■ EXERCISE MATERIALS
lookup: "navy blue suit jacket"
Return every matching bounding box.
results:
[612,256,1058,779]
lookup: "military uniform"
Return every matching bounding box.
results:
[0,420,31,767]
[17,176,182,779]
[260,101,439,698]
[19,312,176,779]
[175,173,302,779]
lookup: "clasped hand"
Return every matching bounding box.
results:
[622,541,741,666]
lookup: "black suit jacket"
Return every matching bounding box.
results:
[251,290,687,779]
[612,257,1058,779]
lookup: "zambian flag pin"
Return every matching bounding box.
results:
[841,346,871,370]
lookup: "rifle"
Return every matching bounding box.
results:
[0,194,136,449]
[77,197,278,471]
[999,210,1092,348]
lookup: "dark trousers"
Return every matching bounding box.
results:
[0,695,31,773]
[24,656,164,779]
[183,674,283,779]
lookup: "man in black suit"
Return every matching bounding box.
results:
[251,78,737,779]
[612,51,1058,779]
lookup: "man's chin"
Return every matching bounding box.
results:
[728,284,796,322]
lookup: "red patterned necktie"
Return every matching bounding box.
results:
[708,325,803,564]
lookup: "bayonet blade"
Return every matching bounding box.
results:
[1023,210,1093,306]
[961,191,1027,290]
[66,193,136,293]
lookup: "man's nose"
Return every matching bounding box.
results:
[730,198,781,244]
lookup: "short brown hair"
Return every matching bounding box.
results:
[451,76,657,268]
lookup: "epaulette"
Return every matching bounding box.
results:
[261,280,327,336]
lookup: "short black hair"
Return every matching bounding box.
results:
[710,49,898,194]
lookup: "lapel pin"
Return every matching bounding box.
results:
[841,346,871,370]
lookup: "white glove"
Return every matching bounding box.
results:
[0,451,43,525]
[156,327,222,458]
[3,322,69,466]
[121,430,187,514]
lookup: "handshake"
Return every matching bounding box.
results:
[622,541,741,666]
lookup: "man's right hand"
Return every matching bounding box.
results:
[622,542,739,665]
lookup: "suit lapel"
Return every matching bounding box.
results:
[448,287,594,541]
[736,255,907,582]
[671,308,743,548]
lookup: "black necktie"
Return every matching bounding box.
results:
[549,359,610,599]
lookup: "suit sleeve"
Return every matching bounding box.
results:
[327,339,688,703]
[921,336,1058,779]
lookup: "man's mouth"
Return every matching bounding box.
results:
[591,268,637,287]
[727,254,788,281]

■ INSTRUCTION
Reproduce each line of the records above, from the start up to and including the line with "[728,284,796,322]", and change only the bounding-box coordinates in the results. Multiply each coordinate by 0.95 and round it to a whole number, with halves rounding up.

■ ANSWER TO THIS PROBLEM
lookup: "navy blue suit jacket"
Return every matching bounding box.
results:
[581,243,1005,740]
lookup: "military uniform"
Return every matching bounding box.
results:
[0,399,29,729]
[16,167,173,740]
[247,96,417,663]
[18,296,167,740]
[166,164,287,740]
lookup: "clasped hand"
Return every matching bounding box.
results:
[591,514,704,633]
lookup: "black suit jacket"
Return every matching bounding box.
results:
[238,276,653,740]
[581,244,1005,740]
lookup: "zambian flag pin"
Return every matching bounding box.
results:
[799,329,827,352]
lookup: "rifle"
Return every matching bounding box.
results:
[0,184,129,427]
[73,187,264,447]
[949,200,1037,331]
lookup: "dark trousers"
Return every matching bounding box.
results:
[0,660,29,734]
[23,623,156,740]
[174,640,269,740]
lookup: "man in black suit"
Return every matching bounding box.
results:
[238,74,700,740]
[581,48,1005,740]
lookup: "man's chin"
Return every matching bounding box.
results:
[692,270,756,306]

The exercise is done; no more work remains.